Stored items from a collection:
----------------------------------------
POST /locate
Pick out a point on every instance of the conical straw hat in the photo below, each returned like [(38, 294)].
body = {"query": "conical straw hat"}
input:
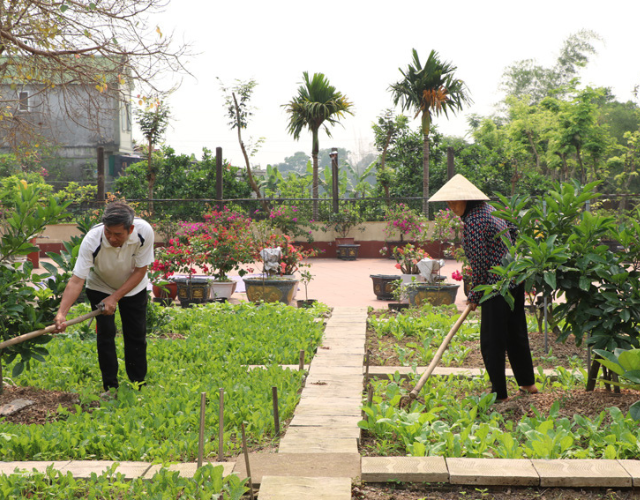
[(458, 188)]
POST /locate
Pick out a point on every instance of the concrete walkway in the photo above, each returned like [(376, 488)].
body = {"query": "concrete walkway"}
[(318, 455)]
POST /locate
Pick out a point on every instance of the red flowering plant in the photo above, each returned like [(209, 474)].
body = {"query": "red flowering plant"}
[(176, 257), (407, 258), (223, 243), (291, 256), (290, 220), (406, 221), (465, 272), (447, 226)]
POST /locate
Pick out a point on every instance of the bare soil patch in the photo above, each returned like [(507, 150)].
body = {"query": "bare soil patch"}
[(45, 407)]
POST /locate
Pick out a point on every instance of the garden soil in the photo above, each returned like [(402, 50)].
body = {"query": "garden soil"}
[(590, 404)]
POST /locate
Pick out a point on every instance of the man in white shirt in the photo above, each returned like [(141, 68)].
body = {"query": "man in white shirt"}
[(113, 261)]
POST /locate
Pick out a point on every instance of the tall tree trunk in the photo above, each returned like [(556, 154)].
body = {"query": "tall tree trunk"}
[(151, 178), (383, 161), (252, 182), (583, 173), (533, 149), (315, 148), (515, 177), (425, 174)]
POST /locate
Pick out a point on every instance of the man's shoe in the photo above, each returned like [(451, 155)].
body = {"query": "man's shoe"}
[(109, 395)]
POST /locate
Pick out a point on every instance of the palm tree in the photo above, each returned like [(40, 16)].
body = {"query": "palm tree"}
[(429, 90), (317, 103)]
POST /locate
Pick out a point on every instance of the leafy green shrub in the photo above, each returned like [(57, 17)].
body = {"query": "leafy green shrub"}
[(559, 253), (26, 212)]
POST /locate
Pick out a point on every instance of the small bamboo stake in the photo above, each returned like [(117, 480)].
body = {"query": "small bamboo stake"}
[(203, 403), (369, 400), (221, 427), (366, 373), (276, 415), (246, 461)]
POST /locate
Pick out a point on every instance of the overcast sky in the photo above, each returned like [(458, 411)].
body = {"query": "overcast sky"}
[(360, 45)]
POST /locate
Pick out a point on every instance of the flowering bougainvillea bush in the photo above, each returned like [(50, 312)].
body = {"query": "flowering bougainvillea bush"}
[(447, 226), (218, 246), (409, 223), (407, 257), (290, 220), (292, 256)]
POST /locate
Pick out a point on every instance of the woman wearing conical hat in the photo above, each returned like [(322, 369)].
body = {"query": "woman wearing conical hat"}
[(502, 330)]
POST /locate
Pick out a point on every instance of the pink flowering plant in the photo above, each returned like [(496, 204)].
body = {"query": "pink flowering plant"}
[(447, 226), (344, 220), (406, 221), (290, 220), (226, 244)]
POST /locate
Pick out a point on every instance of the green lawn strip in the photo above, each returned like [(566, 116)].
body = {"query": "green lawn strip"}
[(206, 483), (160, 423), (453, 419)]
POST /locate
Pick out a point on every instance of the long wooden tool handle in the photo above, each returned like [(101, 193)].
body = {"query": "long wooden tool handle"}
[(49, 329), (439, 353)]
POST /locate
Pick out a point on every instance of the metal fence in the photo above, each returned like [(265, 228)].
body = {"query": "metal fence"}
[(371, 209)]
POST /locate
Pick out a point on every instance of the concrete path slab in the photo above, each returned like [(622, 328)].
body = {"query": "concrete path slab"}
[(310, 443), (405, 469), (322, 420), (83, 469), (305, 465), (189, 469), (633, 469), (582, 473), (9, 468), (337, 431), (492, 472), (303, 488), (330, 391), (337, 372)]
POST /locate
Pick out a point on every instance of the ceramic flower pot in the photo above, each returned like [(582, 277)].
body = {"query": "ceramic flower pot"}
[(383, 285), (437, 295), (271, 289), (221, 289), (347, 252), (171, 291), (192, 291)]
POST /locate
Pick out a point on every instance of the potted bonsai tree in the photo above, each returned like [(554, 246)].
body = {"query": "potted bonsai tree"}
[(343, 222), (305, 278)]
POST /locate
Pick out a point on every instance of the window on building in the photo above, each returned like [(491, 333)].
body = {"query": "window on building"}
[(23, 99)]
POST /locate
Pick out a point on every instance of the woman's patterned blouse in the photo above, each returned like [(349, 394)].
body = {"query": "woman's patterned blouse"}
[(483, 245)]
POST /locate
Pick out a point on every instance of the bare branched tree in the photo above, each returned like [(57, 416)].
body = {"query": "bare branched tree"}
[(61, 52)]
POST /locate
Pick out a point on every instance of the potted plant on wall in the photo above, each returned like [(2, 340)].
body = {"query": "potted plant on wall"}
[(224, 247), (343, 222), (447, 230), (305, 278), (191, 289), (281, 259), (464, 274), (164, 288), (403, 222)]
----------------------------------------
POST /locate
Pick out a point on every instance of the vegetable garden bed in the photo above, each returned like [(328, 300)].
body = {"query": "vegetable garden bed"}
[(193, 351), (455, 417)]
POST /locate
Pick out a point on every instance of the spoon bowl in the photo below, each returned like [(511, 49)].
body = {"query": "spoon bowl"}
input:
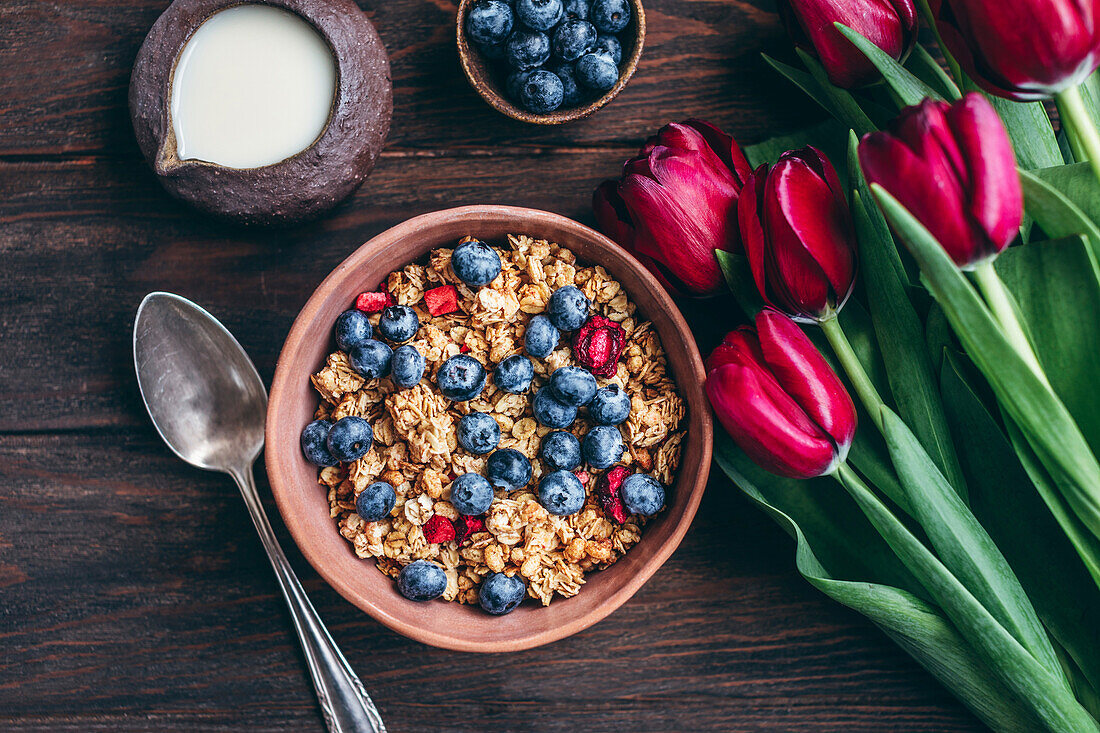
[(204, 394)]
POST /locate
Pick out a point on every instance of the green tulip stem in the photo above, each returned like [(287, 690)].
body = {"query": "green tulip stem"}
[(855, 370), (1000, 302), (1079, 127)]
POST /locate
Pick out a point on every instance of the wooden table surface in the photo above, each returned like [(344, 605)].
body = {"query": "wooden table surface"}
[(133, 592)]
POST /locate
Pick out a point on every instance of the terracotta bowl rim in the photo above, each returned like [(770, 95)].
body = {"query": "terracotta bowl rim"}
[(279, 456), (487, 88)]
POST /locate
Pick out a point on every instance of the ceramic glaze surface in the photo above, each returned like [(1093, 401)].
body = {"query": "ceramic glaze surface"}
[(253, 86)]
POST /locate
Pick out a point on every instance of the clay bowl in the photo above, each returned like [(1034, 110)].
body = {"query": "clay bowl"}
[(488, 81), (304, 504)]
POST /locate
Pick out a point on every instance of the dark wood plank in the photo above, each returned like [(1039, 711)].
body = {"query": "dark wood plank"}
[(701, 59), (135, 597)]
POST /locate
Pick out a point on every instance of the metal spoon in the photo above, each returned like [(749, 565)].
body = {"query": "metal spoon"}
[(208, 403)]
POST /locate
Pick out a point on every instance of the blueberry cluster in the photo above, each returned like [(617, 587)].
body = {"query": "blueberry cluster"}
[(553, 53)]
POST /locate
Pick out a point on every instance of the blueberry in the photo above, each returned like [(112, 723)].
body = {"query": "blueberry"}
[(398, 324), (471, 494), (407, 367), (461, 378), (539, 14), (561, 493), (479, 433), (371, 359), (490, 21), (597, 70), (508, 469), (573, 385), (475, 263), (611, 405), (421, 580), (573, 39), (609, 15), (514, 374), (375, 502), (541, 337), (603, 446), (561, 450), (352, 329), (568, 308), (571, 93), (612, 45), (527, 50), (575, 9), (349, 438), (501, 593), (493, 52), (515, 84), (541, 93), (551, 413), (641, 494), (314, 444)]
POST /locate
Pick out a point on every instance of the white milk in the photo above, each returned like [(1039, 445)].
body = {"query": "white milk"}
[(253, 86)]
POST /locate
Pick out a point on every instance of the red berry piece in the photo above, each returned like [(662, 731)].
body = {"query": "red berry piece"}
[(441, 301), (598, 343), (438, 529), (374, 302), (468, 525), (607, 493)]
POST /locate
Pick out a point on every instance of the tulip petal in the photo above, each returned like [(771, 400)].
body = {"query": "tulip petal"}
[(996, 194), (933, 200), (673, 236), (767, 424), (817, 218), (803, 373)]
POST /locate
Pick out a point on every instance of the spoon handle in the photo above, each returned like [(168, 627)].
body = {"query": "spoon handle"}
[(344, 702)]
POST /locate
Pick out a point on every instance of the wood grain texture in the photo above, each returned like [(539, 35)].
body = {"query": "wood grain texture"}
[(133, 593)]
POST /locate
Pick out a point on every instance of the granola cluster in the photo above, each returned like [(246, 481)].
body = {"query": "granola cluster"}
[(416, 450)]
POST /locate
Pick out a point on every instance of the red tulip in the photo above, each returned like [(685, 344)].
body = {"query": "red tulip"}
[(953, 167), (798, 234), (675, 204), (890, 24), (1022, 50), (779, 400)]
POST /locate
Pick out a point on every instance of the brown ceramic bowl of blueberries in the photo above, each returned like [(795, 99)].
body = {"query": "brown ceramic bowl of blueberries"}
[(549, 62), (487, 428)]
----------------------------------------
Examine the records and report how many lines contain the string "straw". Only the number should be given.

**Answer to this task**
2